29/06/2013
Crises et châtiments (Chalmin et le Cyclope)
Sollicité pour éclairer la crise devant un parterre d'honnêtes hommes, Philippe Chalmin ne se fait guère prier (*). Il met dans l'exercice une gourmandise professorale évidente qui se double d'un engagement démocrate-chrétien tranquillement assumé. On imaginerait mal, il est vrai, un engagement démocrate-chrétien qui ne le fût pas.
Donnant à tout cela un peu de profondeur de champ, l'historien-économiste de Dauphine remarque d'abord que les grandes crises économiques contemporaines (1933, 1974, 2008) ont un certain nombre de points communs. Elles touchent principalement le monde occidental, mettent fin à une longue période de prospérité et se traduisent par un impact violent sur les marchés.
D'autant plus violent à vrai dire que la prospérité qui précédait avait affaibli les défenses. "Le système financier mondial a une santé de fer" clamait ainsi Standard & Poor's en 2006... Un peu comme lorsque Irvin Fisher estimait, le 15 octobre 1929, que les actions avaient un atteint un plateau qu'elles ne pourraient plus redescendre. Ce qui rappelle la blague selon laquelle, quand des médecins font des erreurs, au moins ils ont la décence de tuer leurs patients ; quand un économiste fait une erreur, il les ruine.
++++++++++
Relevez tous les points communs que l'extrait attribue aux grandes crises économiques contemporaines de 1933, 1974 et 2008. Les données qui suivent n'ont aucun lien avec l'extrait.

### Données sources
++++++++++
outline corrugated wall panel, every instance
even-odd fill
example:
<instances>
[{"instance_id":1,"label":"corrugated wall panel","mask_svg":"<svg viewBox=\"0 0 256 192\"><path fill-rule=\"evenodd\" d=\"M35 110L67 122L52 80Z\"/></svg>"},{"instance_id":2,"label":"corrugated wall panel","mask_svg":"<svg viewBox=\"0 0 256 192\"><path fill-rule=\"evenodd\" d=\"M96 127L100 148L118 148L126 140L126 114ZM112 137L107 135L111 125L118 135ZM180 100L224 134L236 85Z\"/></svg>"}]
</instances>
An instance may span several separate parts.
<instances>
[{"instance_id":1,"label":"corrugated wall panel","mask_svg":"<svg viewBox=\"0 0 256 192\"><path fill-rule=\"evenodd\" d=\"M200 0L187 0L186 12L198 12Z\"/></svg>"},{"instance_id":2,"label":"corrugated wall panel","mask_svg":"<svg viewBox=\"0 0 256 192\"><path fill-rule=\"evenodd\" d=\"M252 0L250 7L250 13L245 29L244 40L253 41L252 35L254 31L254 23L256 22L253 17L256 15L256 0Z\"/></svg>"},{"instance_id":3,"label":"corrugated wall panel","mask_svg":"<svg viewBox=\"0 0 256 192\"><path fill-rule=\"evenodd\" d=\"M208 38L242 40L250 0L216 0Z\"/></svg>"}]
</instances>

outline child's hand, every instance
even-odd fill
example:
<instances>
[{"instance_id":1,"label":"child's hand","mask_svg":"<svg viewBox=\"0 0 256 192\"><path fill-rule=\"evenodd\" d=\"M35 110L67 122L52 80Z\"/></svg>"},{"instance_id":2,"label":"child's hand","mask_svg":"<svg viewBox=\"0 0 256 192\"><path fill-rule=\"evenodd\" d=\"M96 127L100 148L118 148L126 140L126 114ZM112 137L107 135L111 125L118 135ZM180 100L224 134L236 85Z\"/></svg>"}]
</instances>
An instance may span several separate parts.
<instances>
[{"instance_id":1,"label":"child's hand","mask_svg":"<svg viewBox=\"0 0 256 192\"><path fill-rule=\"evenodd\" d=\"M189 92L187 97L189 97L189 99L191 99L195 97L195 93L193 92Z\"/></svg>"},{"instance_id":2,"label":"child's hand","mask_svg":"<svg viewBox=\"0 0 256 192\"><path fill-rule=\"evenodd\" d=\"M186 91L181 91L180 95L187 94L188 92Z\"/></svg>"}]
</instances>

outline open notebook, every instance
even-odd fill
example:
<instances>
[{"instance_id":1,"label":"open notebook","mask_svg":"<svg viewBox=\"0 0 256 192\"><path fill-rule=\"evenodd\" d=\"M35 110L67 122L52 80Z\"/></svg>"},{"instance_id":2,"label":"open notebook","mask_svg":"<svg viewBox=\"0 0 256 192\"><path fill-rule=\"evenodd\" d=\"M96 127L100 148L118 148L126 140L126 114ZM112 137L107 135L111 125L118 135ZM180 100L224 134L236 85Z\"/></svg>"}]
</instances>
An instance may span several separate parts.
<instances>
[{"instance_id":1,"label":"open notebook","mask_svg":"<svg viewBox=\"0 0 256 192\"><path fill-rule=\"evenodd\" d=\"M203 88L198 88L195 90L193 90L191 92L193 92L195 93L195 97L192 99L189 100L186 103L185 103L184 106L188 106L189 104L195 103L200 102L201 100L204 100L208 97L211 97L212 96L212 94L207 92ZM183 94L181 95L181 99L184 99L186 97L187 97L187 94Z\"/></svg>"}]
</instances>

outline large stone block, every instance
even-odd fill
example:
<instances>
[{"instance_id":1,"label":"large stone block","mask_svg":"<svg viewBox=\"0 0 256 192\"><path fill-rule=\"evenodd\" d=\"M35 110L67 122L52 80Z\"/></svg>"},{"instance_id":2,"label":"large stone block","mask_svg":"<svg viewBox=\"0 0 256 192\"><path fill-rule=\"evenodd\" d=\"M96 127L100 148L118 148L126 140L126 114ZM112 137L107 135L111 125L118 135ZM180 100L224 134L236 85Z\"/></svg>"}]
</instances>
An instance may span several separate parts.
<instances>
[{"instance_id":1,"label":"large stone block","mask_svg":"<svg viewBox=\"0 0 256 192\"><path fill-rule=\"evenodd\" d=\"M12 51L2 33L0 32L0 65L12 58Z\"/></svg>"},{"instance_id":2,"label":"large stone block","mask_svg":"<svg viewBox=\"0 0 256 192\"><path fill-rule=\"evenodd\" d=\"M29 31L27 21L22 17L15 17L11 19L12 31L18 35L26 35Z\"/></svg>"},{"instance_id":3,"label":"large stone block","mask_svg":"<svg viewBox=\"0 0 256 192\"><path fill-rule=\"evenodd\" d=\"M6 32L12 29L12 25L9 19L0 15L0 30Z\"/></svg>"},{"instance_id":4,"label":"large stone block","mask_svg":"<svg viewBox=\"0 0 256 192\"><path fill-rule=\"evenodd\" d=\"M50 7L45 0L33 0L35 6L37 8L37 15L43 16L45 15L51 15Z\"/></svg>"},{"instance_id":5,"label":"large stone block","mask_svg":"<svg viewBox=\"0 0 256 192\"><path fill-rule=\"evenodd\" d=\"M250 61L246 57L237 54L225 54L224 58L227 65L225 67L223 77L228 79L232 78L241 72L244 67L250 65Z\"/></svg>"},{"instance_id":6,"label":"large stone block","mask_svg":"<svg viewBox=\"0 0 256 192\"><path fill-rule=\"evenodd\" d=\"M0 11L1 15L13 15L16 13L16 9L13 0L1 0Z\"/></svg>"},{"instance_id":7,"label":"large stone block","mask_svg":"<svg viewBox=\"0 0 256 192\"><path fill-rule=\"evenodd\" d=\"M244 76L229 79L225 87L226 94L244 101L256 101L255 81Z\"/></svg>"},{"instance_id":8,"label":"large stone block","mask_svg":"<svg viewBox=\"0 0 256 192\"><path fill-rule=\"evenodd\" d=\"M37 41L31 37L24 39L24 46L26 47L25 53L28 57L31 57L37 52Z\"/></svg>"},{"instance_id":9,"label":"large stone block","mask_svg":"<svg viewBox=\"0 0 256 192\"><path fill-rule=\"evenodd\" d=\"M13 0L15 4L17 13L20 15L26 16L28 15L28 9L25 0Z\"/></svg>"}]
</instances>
++++++++++
### Solution
- Elles touchent principalement le monde occidental.
- Elles mettent fin à une longue période de prospérité.
- Elles se traduisent par un impact violent sur les marchés.